__EXERCISE MATERIALS__.
++++++++++++++++++++

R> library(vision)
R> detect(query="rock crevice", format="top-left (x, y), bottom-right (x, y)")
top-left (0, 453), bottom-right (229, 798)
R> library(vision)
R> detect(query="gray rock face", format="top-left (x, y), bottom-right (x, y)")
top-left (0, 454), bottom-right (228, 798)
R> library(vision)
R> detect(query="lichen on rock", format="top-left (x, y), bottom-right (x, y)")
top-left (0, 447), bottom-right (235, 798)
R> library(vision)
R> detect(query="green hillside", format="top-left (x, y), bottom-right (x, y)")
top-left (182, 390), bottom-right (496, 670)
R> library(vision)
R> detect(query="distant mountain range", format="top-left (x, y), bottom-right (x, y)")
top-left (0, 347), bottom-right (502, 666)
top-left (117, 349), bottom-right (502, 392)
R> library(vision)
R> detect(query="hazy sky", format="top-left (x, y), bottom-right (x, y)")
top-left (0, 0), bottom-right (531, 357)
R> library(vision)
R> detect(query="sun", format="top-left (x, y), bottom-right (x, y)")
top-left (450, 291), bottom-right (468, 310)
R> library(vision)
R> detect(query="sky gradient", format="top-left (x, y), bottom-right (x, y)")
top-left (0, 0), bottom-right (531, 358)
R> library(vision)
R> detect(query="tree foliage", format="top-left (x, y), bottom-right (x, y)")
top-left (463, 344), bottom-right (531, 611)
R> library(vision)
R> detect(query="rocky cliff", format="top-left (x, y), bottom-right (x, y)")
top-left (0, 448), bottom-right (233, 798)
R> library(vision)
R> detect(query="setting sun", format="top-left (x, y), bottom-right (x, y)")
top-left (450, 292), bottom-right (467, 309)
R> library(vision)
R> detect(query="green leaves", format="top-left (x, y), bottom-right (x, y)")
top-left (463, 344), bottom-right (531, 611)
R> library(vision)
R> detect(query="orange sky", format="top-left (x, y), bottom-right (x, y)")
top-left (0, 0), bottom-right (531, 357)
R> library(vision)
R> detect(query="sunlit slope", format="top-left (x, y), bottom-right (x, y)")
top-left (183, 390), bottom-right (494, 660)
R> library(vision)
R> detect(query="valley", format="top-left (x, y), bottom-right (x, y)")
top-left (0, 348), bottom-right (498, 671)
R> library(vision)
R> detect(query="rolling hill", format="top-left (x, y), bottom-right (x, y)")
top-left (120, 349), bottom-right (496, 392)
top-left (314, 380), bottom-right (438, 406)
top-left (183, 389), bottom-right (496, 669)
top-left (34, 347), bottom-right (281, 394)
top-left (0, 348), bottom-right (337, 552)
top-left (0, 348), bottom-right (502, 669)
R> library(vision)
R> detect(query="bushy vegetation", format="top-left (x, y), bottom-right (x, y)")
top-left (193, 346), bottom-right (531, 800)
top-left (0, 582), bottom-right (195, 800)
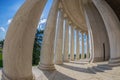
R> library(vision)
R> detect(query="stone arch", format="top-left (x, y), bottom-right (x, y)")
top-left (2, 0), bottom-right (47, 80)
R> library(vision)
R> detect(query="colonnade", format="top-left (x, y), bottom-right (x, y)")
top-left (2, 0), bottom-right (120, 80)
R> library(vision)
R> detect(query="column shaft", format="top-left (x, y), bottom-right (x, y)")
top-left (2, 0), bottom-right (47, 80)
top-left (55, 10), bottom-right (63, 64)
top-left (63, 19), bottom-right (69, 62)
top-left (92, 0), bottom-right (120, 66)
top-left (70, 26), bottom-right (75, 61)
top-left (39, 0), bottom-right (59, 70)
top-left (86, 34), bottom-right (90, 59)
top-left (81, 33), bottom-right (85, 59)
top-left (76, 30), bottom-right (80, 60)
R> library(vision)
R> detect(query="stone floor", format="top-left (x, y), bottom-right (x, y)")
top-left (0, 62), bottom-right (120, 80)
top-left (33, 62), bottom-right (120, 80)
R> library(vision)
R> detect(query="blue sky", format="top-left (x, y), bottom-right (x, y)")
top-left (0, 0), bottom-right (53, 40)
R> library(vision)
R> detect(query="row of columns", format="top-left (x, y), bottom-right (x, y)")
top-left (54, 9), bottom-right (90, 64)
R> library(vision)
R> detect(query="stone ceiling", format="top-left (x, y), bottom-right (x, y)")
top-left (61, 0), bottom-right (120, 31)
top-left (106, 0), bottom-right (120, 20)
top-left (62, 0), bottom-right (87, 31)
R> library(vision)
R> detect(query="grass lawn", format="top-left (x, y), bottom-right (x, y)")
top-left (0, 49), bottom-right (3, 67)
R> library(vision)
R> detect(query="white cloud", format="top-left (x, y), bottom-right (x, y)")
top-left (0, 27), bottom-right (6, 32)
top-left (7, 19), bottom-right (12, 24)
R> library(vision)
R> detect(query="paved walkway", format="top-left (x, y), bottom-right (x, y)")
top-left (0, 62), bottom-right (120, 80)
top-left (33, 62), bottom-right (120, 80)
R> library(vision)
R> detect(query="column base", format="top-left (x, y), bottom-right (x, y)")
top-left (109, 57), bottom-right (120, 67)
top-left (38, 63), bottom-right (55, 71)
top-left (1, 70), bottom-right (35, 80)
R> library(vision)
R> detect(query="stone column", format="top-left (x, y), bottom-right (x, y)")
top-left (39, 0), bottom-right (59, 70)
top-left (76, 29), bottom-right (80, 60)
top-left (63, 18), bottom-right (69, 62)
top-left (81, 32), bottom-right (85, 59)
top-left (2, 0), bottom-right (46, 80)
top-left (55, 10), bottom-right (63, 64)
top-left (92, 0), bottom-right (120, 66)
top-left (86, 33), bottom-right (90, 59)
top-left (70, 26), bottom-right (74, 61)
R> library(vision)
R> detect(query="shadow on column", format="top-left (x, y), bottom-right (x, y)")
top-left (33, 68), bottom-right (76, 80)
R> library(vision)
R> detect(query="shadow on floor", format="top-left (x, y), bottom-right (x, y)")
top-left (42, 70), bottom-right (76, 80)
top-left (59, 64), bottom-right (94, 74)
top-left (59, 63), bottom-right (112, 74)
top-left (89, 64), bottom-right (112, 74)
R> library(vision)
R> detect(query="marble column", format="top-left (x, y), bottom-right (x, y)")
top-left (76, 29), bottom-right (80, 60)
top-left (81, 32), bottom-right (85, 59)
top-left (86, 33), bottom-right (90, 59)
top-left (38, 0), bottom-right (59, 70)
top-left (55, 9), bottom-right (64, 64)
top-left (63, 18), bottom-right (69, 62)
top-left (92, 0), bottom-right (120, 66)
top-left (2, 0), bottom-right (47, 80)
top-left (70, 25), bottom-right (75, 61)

++++++++++++++++++++

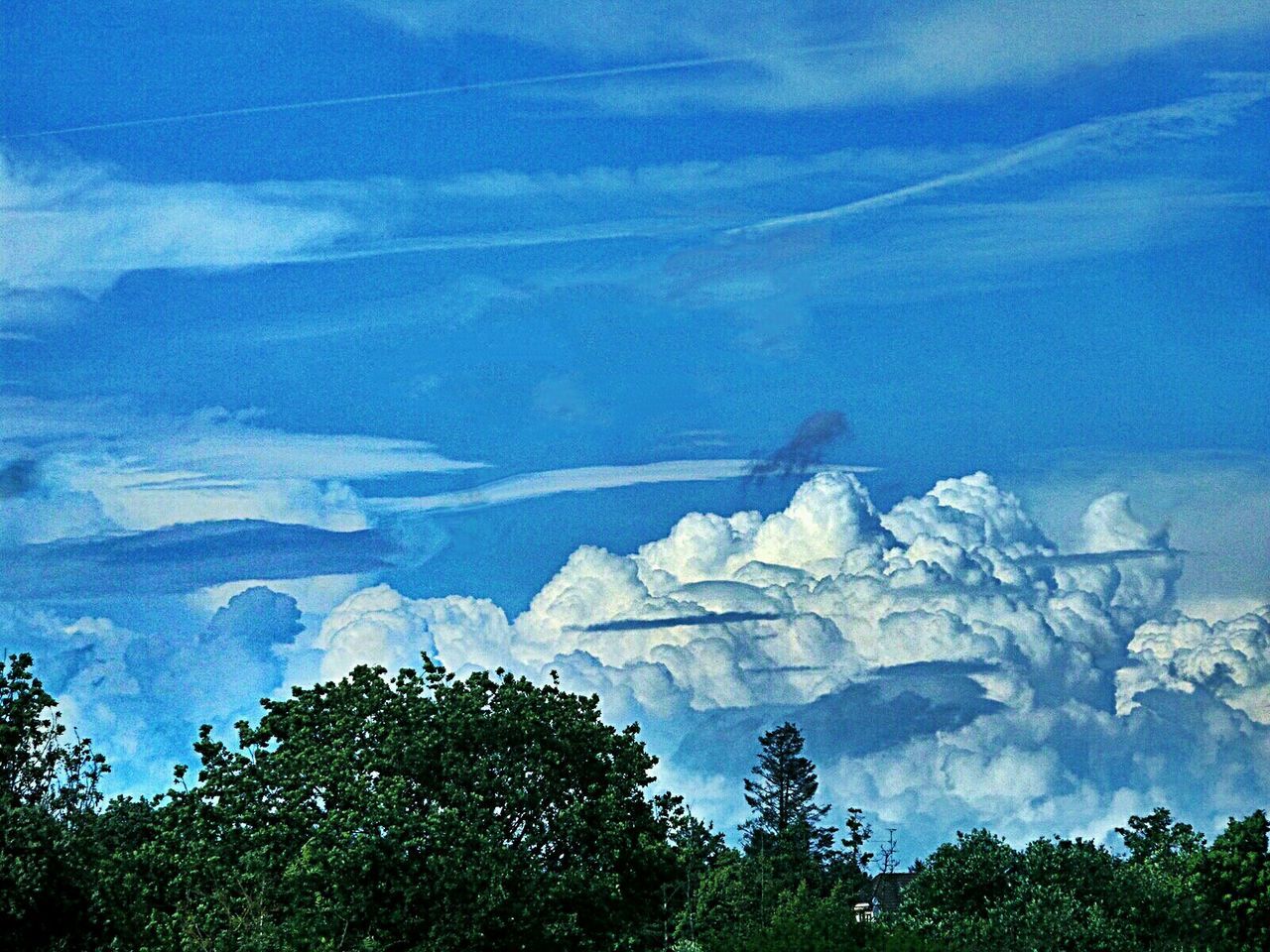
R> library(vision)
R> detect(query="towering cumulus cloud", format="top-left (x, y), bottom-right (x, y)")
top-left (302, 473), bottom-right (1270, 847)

++++++++++++++++++++

__WRITTEN PROBLEM__.
Please locate each line in the records above that contains the word "shadow" and copy those lines out.

__RESPONSE TO THE TASK__.
R> detect(query="shadow on column", format="top-left (x, y), bottom-right (x, y)")
R> detect(query="shadow on floor", format="top-left (x, y), bottom-right (x, y)")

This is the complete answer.